::: SUPPLIED PASSAGE :::

The present disclosure relates to a method of manufacturing a high-strength sheath-core type synthetic fiber and high-strength sheath-core type synthetic fiber manufactured thereby, the method including forming a fiber by melt-spinning a thermoplastic polymer of a sheath component and a core component through a spinning pack including a sheath-core type bicomponent spinning nozzle; performing a heat treatment by allowing a molten fiber to pass through a heating zone disposed directly below the spinning nozzle during the melt-spinning; cooling the heat-treated fiber; and drawing the cooled fiber, wherein the sheath component includes a resin including the sheath component having elongation viscosity and thermal conductivity lower and specific heat higher than those of a resin included in the core component, and an ultra-fine high-strength synthetic fiber satisfying predetermined strength or higher as compared to a fine diameter and intrinsic viscosity may be provided.

Claims

exact text as granted — not AI-modified
1 . A method of manufacturing a high-strength sheath-core type synthetic fiber, the method comprising:
 forming a fiber by melt-spinning a thermoplastic polymer of a sheath component and a core component, through a spinning pack including a sheath-core type bicomponent spinning nozzle;   performing a high-temperature heat treatment by allowing a molten fiber to pass through a heating zone disposed directly below the spinning nozzle during the melt-spinning;   cooling the heat-treated as-spun fiber; and   drawing the cooled as-spun fiber,   wherein the sheath component includes a resin including the sheath component having elongation viscosity and thermal conductivity lower and specific heat higher than those of a resin included in the core component.   
     
     
         2 . The method of  claim 1 , wherein the sheath-core type synthetic fiber includes an islands-in-the-sea type fiber. 
     
     
         3 . The method of  claim 1 , wherein, when the sheath-core type synthetic fiber is an islands-in-the-sea type fiber, a volume ratio between a sea component and an island component is 10:90 to 90:10. 
     
     
         4 . The method of  claim 1 , wherein a thermoplastic polymer of the sheath component and the core component is independently selected from a group consisting of at least one polyester-based polymer selected from a group consisting of polyethylene terephthalate (PET), polybutylene terephthalate (PBT), polytrimethylene terephthalate (PTT), polycyclohexanedimethanol terephthalate (PCT), polylactic acid (PLA), polyethylene naphthalate (PEN), polyethylene furanoate (PEF), and polyarylate (PAR); at least one polyamide-based polymer selected from among nylon 6, nylon 6,6, nylon 4 and nylon 4,6; and at least one polyolefin-based polymer selected from a group consisting of polyethylene and polypropylene.

::: PROVIDED MATERIAL :::

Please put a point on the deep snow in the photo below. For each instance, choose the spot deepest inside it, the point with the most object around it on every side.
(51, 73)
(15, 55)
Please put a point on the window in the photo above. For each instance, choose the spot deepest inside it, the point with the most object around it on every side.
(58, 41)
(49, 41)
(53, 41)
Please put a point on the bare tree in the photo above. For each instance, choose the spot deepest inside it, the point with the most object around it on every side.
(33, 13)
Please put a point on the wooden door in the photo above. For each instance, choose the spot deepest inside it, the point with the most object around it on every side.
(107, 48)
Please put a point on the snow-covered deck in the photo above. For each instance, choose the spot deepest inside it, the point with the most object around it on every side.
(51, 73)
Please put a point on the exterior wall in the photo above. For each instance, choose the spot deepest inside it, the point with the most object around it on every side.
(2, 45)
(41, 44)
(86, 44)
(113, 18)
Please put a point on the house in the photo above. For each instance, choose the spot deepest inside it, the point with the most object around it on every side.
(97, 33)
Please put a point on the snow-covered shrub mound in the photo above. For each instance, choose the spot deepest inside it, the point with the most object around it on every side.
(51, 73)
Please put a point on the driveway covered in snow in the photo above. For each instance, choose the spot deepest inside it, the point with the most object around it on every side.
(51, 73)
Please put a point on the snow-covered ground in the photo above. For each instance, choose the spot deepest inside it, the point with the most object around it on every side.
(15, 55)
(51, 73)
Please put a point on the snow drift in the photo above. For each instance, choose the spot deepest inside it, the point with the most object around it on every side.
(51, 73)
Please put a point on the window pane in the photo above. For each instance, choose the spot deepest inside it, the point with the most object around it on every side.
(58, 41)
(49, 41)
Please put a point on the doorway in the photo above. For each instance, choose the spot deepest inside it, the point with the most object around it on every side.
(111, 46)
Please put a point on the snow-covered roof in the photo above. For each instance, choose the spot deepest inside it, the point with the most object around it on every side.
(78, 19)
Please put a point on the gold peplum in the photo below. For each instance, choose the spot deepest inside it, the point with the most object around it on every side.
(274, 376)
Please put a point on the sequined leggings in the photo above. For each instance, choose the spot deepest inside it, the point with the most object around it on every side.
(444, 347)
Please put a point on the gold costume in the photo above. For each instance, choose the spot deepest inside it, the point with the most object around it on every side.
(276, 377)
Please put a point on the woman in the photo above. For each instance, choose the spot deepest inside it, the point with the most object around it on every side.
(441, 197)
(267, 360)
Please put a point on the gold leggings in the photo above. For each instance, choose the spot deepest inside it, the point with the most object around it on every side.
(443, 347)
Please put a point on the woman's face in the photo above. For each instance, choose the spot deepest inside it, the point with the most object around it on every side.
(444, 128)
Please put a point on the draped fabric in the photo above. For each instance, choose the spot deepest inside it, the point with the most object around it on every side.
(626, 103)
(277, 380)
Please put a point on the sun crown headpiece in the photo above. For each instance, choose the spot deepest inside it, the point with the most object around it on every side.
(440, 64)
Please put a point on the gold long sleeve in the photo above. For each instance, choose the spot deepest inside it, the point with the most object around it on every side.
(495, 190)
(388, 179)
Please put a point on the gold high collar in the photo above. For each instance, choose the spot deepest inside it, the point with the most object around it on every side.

:::

**DIRECTIVES:**
1. Answer these questions from the fiber patent text:
(a) Where is the heating zone disposed?
(b) What volume ratio between the sea component and the island component does claim 3 give?
(c) Which nylons does claim 4 list as polyamide-based polymers?
2. Output the portion of the fiber patent text starting with "2 . The method" and going on through "10:90 to 90:10.".

**THE RESULTS:**
1.
(a) Directly below the spinning nozzle.
(b) 10:90 to 90:10.
(c) Nylon 6, nylon 6,6, nylon 4 and nylon 4,6.

2.
2 . The method of  claim 1 , wherein the sheath-core type synthetic fiber includes an islands-in-the-sea type fiber. 
     
     
         3 . The method of  claim 1 , wherein, when the sheath-core type synthetic fiber is an islands-in-the-sea type fiber, a volume ratio between a sea component and an island component is 10:90 to 90:10.